GIVEN EXERCISE: Update the listing below by replacing every occurrence of "instance" with "occurrence", keeping everything else the same.

PROVIDED ENTRIES:
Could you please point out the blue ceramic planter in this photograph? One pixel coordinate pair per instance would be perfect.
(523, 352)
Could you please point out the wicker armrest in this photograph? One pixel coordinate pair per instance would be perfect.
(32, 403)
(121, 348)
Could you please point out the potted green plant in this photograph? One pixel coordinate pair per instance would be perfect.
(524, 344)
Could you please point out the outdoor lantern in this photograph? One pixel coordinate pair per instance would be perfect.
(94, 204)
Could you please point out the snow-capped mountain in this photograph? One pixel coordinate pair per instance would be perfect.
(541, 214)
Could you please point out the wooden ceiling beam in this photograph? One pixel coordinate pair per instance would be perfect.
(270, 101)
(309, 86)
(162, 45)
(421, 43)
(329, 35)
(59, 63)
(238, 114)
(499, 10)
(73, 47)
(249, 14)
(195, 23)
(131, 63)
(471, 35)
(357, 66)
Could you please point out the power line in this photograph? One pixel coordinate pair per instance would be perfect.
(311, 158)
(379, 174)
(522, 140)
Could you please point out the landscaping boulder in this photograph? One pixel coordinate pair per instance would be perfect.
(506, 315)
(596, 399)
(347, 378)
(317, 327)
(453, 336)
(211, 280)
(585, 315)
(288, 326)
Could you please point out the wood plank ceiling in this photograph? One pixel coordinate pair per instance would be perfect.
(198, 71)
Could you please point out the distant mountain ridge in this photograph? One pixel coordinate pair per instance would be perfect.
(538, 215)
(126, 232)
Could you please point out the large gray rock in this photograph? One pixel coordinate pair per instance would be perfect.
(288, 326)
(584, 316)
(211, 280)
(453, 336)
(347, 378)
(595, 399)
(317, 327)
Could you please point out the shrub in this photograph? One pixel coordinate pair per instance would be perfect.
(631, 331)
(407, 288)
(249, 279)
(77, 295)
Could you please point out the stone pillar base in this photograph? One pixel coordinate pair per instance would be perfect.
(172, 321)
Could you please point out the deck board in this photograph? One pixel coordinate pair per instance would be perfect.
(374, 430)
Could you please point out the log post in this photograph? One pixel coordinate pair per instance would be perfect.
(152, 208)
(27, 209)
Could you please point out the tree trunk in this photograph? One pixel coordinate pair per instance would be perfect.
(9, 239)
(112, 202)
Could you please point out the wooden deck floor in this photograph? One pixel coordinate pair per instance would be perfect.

RESULT OF THIS TASK:
Could you please point out the blue ceramic planter in this photograph? One pixel coordinate pair per occurrence would be perfect.
(523, 352)
Could you please point out the wicker armrest in this photograph? One pixel coordinate pair per occurrence would be perfect.
(32, 403)
(121, 348)
Could you please point out the potted green plant in this photograph? One pixel coordinate pair per occurrence would be perfect.
(524, 344)
Could you please point out the outdoor lantern in this photograph? One pixel coordinate pair per occurrence would be perfect.
(94, 204)
Could you please point out the snow-capped mountain in this photograph? One pixel coordinate pair per occurrence would be perfect.
(541, 214)
Could you please point out the wooden ceiling beam in this photograph? One pixel coordinate pair per occurrence would be perfect.
(270, 101)
(309, 86)
(162, 45)
(421, 43)
(329, 35)
(59, 63)
(238, 114)
(499, 10)
(73, 47)
(249, 14)
(195, 23)
(131, 63)
(471, 35)
(357, 66)
Could you please point out the power line in this photograph? One pixel coordinate pair per occurrence would be perfect.
(311, 158)
(379, 174)
(522, 140)
Could you please point out the landscaping boulder in this photograph? One pixel coordinate pair per occurrence would be perfect.
(506, 315)
(596, 399)
(347, 378)
(317, 327)
(453, 336)
(211, 280)
(585, 315)
(288, 326)
Could you please point out the wood plank ceiling in this photograph? One pixel coordinate pair per occurrence would be perfect.
(198, 71)
Could you please point out the distant mountain ridge in this photograph? One pixel coordinate pair per occurrence would be perfect.
(538, 215)
(126, 232)
Could you please point out the large gray rock in this photograph? One pixel coordinate pair per occurrence would be perfect.
(288, 326)
(584, 316)
(211, 280)
(453, 336)
(347, 378)
(595, 399)
(317, 327)
Could you please point out the shrub in this photograph? One pixel coordinate pair per occurrence would be perfect.
(631, 331)
(407, 288)
(249, 279)
(77, 295)
Could you please point out the stone pillar base in this photograph? One pixel coordinate pair per occurrence would be perfect.
(172, 321)
Could you please point out the deck board in this photograph? One pixel coordinate pair per occurrence would be perfect.
(374, 430)
Could you please point out the log post in this photograph? One pixel coordinate pair per occurrence would be perfect.
(152, 208)
(27, 209)
Could you please point out the tree trunk in this photograph? One pixel coordinate pair per occurrence would be perfect.
(9, 239)
(112, 202)
Could you please point out the wooden deck floor in this photograph? One pixel coordinate pair per occurrence would be perfect.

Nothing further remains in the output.